In the plum torte text below, what reasons does the speaker marked AU give for loving the dessert?

Selected excerpt:
[BEGIN]
But beloved recipes are meant to be made one’s own, and so many people have created variations on this excellent staple. In fact, check out this video from NYT Cooking where they cook the original, and two variations of the famous Plum Torte. And if you’d like to do a really deep dive, here are 5 Ways to Adapt the Famous Plum Torte recipe.
This week we’ve decided to add our own special twists to the mix! Anthony makes his more “almondy” with the addition of almond flour and extract, while Elizabeth subs cornmeal for part of the flour, and adds Cognac to “goose” her version.
THE PLUM TORTE (ANTHONY’S VERSION)
AU: So here’s how it usually goes in our house: I start buying different fruits/veggies as they pop up at the farmers markets around town. As soon as I bring home a few peaches, Josh typically (and enthusiastically) inquires “IS IT PLUM TORTE TIME YET?!?”
The man loves this dessert. It’s probably one of his top 5 favorites.
EK: Now that I have made it, I know why he is asking!
AU: I love it because it’s so easy to put together… perfect for a last-minute dessert, or something to serve to overnight guests in the morning with their coffee/tea. It’s endlessly adaptable (as you can see above), and it’s almost completely—pardon my French—unfuckupable!
Much like Taylor Swift’s seminal album, RED, the original doesn’t need any changes… but like, don’t we love RED (Taylor’s Version) so much?? You can put this cake together in the time it takes to listen to the 10-minute version of “All Too Well.”
So here are the little tweaks I make to the OG Plum Torte:
Sugar - The original calls for 1 cup of sugar (the NYT has since updated to only call for 3/4 cup). I split that smaller amount into 1/2 cup of white sugar, and 1/4 cup of light brown sugar.
Flour - Instead of just using all-purpose flour, I swapped some of it for Almond Flour (like this one from Bob’s Red Mill).
[END]
Recorded data:
[BEGIN]
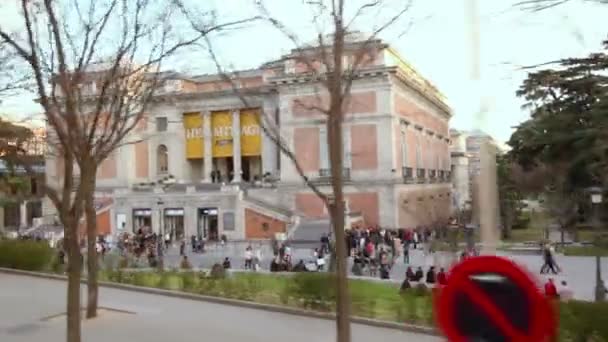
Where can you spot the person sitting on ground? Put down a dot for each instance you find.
[END]
Output of the exercise: It is very easy to put together, which makes it ideal as a last-minute dessert or as something to serve overnight guests in the morning with coffee or tea. It is also endlessly adaptable and almost impossible to mess up.